> **Task**: Each record is to be copied exactly as written.

> **Records supplied**:
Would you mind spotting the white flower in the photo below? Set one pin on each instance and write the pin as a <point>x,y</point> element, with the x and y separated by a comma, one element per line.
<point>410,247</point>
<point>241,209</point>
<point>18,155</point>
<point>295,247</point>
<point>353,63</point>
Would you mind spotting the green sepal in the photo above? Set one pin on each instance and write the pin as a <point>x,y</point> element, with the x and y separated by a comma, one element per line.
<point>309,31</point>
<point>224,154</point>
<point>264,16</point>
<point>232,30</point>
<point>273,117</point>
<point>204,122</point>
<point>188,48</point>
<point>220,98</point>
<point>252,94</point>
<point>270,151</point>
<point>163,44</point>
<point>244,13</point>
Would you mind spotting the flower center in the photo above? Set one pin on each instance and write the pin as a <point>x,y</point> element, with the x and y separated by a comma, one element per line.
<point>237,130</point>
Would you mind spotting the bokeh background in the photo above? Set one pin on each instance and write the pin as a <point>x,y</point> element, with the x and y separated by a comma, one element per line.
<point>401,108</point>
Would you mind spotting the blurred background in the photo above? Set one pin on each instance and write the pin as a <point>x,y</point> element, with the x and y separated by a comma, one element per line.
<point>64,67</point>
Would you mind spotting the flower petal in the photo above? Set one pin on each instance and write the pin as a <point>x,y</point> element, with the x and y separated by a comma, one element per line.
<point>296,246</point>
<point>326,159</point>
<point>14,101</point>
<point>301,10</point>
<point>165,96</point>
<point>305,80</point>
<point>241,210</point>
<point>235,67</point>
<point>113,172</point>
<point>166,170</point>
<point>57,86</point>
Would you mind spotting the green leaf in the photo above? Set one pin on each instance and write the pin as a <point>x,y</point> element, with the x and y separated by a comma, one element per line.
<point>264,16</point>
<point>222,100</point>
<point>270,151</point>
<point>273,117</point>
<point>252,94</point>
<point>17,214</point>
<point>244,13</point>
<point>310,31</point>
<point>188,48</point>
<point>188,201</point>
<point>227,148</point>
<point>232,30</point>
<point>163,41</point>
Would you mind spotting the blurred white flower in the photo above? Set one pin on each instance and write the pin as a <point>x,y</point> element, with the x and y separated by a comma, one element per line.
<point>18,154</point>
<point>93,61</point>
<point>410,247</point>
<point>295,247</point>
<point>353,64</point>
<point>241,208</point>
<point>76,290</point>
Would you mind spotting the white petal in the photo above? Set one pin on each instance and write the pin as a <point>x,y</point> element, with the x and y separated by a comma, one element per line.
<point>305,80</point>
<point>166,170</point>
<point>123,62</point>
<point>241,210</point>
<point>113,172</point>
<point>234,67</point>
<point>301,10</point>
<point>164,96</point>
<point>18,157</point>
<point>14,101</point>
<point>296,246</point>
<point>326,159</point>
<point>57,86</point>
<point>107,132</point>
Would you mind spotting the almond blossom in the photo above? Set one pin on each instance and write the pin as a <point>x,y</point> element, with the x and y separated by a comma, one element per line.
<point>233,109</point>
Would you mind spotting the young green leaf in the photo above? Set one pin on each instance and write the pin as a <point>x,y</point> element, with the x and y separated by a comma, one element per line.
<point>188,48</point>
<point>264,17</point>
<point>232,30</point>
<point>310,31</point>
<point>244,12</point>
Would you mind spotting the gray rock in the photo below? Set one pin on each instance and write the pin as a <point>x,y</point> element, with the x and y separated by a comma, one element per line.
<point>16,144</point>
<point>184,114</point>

> **Your response**:
Would you mind spotting the white flower in the photo below? Set one pin on each instance and write the pin as a <point>x,y</point> element, with the x and y separated by a comma, one element per line.
<point>410,247</point>
<point>241,209</point>
<point>18,155</point>
<point>295,247</point>
<point>353,63</point>
Would you mind spotting the green sepal in the photo above? Set one pin on each instance and write the pin as a <point>x,y</point> element, with the x and y separated by a comma, one element per line.
<point>309,31</point>
<point>224,154</point>
<point>264,16</point>
<point>232,30</point>
<point>273,117</point>
<point>204,122</point>
<point>188,48</point>
<point>220,98</point>
<point>252,94</point>
<point>270,151</point>
<point>163,44</point>
<point>244,13</point>
Would you mind spotting the flower center in the photo above? Set one pin on each instance and write the pin as a <point>x,y</point> element, with the x and y separated by a comma, one element per line.
<point>237,130</point>
Would you mind spotting the bokeh background in the photo above? Set one pin on each instance and write the pin as a <point>x,y</point> element, with the x and y separated by a comma, one element per line.
<point>401,108</point>
Would you mind spotting the blurred background in the photo above? Set one pin on each instance and write the pin as a <point>x,y</point> element, with the x and y separated by a comma, one element per line.
<point>64,67</point>
Would you mind spotting the flower petal in the photo above? Set one pin on each instance and write the pin as a <point>x,y</point> element, with the x and y separated by a comma, one element per line.
<point>296,246</point>
<point>326,159</point>
<point>14,101</point>
<point>301,10</point>
<point>165,96</point>
<point>305,80</point>
<point>241,210</point>
<point>235,67</point>
<point>113,172</point>
<point>166,170</point>
<point>57,86</point>
Would you mind spotting the green leaf in the photo above? Set one pin on each instance and write the pin as a <point>x,y</point> element, with the x and y separated by a comma, one element per line.
<point>264,16</point>
<point>222,100</point>
<point>270,151</point>
<point>273,117</point>
<point>252,94</point>
<point>17,214</point>
<point>244,13</point>
<point>310,31</point>
<point>188,48</point>
<point>188,201</point>
<point>227,148</point>
<point>232,30</point>
<point>163,41</point>
Would you mind spotting the blurred white flower in the photo above? Set one pin on each instance and write the pin as a <point>x,y</point> element, with the x and y separated by a comma, one element per line.
<point>18,154</point>
<point>93,61</point>
<point>410,247</point>
<point>295,247</point>
<point>353,64</point>
<point>241,208</point>
<point>76,290</point>
Would you mind spotting the white petal in the photo above? Set one pin on each instance and write the pin as a <point>x,y</point> element, with the x and y separated by a comma, one element per line.
<point>305,80</point>
<point>166,170</point>
<point>123,62</point>
<point>241,210</point>
<point>113,172</point>
<point>234,67</point>
<point>301,10</point>
<point>164,96</point>
<point>18,157</point>
<point>14,101</point>
<point>296,246</point>
<point>326,159</point>
<point>57,86</point>
<point>107,132</point>
Would you mind spotting the almond blossom in the photo above? Set one pin on each instance and write the pin as a <point>x,y</point> element, with the x and y separated by a comma, one element per line.
<point>233,109</point>
Would you mind spotting the young green leaf in the photo above? Set one pin on each instance and write the pin as a <point>x,y</point> element, with the x and y separated by a comma, one element per line.
<point>188,48</point>
<point>264,17</point>
<point>232,30</point>
<point>310,31</point>
<point>244,12</point>
Would you mind spotting the gray rock in the photo below? Set one pin on each instance and write the pin as a <point>x,y</point> element, with the x and y separated by a comma, one element per line.
<point>16,144</point>
<point>184,114</point>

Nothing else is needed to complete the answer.